- Passage -

YS: How big a role does academics play in entrepreneurship?
LS: Academia is playing a growing role in entrepreneurship. When I first became a professor of entrepreneurship in 1996, there was very little being done in the country with respect to the academic analysis of entrepreneurship. Academia is evolving. We are learning what works and what works better, and one by one, universities across the country and globally are finding newer and better ways to teach entrepreneurship. There is a growing body of research - and more importantly a growing body of particular procedures in the classroom - that shows evidence of various degrees of success in teaching entrepreneurs to do a better job at entrepreneuring.
As this matures, we will find academics playing a growing role. Of course other factors like mentorship and experience also play important roles. As we balance all of these factors, hopefully, we can improve once again both the success factor in entrepreneurship and the encouragement of appropriate wannabes to be entrepreneurs.
YS: How was your book received? What were some of the unusual responses and reactions you got?
LS: The book Invent Reinvent Thrive has been received quite well; I am very pleased. It seems to be attractive to a wide spectrum of people, including those who are thinking about becoming entrepreneurs, those who are entrepreneurs, family businesspeople worried about succession to the next generation, and even to large companies.

- Listed records -
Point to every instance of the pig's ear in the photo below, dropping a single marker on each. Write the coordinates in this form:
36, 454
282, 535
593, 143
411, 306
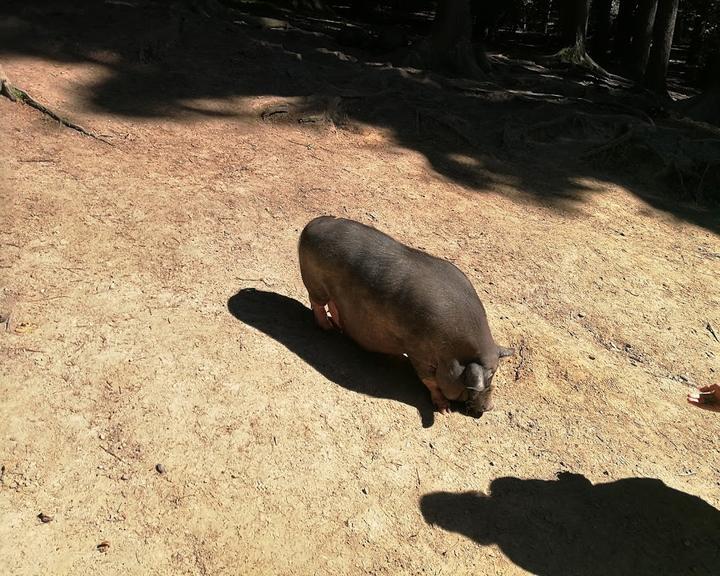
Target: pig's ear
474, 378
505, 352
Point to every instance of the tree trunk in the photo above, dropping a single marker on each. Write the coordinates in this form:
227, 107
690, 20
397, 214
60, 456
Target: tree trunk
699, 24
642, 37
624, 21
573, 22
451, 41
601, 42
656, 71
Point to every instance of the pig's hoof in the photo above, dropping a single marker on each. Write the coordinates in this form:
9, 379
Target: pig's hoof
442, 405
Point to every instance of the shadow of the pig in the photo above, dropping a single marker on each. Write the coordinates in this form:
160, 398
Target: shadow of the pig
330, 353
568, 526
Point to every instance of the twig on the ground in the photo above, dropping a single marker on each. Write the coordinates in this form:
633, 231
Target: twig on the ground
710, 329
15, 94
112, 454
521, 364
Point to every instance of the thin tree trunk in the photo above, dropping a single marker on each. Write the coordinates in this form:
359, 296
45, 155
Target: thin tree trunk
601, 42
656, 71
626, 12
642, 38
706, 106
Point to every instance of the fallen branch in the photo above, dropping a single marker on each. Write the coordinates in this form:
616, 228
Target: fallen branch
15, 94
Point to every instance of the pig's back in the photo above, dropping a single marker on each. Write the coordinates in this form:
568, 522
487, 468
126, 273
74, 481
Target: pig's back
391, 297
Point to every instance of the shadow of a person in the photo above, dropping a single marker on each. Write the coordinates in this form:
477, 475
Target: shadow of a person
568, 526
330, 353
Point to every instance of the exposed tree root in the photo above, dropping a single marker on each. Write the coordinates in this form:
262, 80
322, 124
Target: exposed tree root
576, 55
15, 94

...

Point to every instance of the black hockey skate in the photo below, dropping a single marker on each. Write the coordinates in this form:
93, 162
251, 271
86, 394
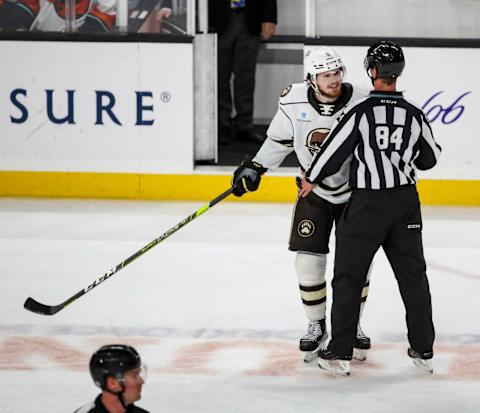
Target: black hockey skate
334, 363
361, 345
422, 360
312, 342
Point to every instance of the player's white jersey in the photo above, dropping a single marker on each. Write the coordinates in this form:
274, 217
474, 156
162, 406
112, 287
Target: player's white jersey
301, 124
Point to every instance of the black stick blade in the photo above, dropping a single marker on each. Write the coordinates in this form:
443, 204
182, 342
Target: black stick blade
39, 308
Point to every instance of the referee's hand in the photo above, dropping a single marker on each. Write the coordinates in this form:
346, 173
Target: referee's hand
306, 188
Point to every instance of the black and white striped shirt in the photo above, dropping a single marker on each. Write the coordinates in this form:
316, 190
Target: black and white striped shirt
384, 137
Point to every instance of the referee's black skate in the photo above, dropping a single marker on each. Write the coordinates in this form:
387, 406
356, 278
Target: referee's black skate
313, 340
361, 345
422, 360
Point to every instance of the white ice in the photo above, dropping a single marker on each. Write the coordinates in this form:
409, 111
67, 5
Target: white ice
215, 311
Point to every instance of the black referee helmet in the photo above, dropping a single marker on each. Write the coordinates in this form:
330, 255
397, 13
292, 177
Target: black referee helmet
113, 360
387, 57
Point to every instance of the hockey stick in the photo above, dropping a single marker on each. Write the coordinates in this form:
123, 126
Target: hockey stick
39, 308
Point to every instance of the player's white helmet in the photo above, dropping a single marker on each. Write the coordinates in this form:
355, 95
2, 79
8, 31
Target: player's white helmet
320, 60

- Work to do -
1. In the entrepreneurship interview, in what year did LS first become a professor of entrepreneurship?
2. Render this sentence from the entrepreneurship interview in Spanish: "Of course other factors like mentorship and experience also play important roles."
The items are separate material and have no connection to the interview.

- Answers per task -
1. 1996

2. Por supuesto, otros factores como la mentoría y la experiencia también desempeñan papeles importantes.